(Aim of the task): From the first line to the last, set down the data exactly as given.

(Source data):
--- START ---
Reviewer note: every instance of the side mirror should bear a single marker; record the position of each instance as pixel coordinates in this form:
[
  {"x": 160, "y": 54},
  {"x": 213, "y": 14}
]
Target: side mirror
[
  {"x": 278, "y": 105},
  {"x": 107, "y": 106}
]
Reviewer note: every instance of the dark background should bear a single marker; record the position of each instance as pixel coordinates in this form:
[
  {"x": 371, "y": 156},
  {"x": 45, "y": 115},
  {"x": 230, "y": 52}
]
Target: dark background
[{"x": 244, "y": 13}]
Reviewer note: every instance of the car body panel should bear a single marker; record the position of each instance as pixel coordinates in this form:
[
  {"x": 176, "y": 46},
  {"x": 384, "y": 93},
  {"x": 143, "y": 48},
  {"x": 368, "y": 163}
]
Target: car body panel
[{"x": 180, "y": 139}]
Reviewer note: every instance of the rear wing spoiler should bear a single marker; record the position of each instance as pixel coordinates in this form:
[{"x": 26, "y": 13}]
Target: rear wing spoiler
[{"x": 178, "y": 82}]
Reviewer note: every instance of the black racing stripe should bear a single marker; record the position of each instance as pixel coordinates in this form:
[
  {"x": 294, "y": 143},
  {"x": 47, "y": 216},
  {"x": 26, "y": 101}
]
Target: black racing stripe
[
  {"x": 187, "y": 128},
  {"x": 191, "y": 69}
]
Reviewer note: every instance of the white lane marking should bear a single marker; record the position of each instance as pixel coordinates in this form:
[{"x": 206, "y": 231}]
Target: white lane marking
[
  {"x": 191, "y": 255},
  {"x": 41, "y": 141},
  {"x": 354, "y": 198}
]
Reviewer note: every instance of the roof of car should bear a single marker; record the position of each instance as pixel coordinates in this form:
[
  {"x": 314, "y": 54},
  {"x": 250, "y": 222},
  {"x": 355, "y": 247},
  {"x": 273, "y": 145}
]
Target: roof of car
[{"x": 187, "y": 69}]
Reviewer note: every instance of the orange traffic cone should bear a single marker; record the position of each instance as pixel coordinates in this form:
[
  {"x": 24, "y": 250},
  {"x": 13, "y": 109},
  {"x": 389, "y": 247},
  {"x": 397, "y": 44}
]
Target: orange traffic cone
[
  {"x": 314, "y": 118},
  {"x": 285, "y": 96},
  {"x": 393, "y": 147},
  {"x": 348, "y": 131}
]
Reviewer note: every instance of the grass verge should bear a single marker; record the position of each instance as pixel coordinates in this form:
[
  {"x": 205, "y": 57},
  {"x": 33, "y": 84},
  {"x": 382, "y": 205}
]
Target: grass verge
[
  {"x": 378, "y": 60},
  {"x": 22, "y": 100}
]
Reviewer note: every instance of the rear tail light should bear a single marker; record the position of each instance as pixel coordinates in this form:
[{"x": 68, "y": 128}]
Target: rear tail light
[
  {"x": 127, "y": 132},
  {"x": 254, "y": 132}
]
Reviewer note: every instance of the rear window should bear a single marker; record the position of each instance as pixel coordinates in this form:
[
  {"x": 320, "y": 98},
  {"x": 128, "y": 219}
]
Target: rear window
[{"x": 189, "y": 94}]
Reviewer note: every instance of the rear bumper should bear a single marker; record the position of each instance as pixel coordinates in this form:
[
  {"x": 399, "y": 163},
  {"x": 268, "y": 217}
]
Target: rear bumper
--- END ---
(Exercise solution):
Reviewer note: every instance of the side mirror should bear a single marker; record the position of each instance as pixel coordinates in this form:
[
  {"x": 160, "y": 54},
  {"x": 213, "y": 14}
]
Target: side mirror
[
  {"x": 278, "y": 105},
  {"x": 107, "y": 106}
]
Reviewer note: every instance of the dark background should bear a single marker; record the position of each instance as pixel coordinates in this form:
[
  {"x": 371, "y": 156},
  {"x": 45, "y": 115},
  {"x": 230, "y": 52}
]
Target: dark background
[{"x": 244, "y": 13}]
Reviewer note: every instance of the car body panel should bear a single marker; record the position of each instance as pixel coordinates in this form:
[
  {"x": 176, "y": 46},
  {"x": 384, "y": 93},
  {"x": 143, "y": 48},
  {"x": 368, "y": 163}
]
Target: car body panel
[{"x": 180, "y": 139}]
Reviewer note: every instance of the rear wing spoiler should bear a single marker; record the position of each instance as pixel coordinates in this form:
[{"x": 26, "y": 13}]
Target: rear wing spoiler
[{"x": 178, "y": 82}]
Reviewer note: every instance of the black racing stripe should bear a single marker; record the position of each instance as pixel coordinates in this form:
[
  {"x": 294, "y": 143},
  {"x": 47, "y": 216},
  {"x": 26, "y": 101}
]
Target: black racing stripe
[
  {"x": 187, "y": 128},
  {"x": 191, "y": 69}
]
Reviewer note: every instance of the white lane marking should bear a single marker; record the position of each instance as pixel coordinates in this form:
[{"x": 206, "y": 231}]
Target: white lane marking
[
  {"x": 191, "y": 255},
  {"x": 41, "y": 141},
  {"x": 354, "y": 198}
]
Reviewer note: every instance of the roof of car should bear a single marker; record the position of each instance as pixel coordinates in this form:
[
  {"x": 314, "y": 54},
  {"x": 250, "y": 222},
  {"x": 355, "y": 247},
  {"x": 273, "y": 145}
]
Target: roof of car
[{"x": 187, "y": 69}]
Reviewer note: every instance of the orange traffic cone should bear a single marker; record the position of each instance as pixel coordinates in this form:
[
  {"x": 24, "y": 250},
  {"x": 13, "y": 109},
  {"x": 389, "y": 247},
  {"x": 397, "y": 44}
]
Target: orange traffic cone
[
  {"x": 314, "y": 118},
  {"x": 285, "y": 96},
  {"x": 393, "y": 147},
  {"x": 348, "y": 131}
]
Reviewer note: every instance of the grass verge should bear a single marker; record the position of each instance as pixel coordinates in this form:
[
  {"x": 205, "y": 57},
  {"x": 33, "y": 84},
  {"x": 382, "y": 205}
]
Target: grass verge
[
  {"x": 378, "y": 60},
  {"x": 22, "y": 100}
]
Reviewer note: every instance of the rear tail light should bear a single marker; record the position of each instance as pixel coordinates in this form:
[{"x": 68, "y": 128}]
Target: rear tail light
[
  {"x": 127, "y": 132},
  {"x": 254, "y": 132}
]
Reviewer note: every instance of the rear window should bear a single marker; record the position of each instance as pixel coordinates in this form:
[
  {"x": 320, "y": 98},
  {"x": 128, "y": 219}
]
Target: rear window
[{"x": 189, "y": 94}]
Reviewer note: every instance of the rear bumper should bear a single marker; record the position of each instance as pixel coordinates in this form:
[
  {"x": 399, "y": 163},
  {"x": 268, "y": 217}
]
Target: rear bumper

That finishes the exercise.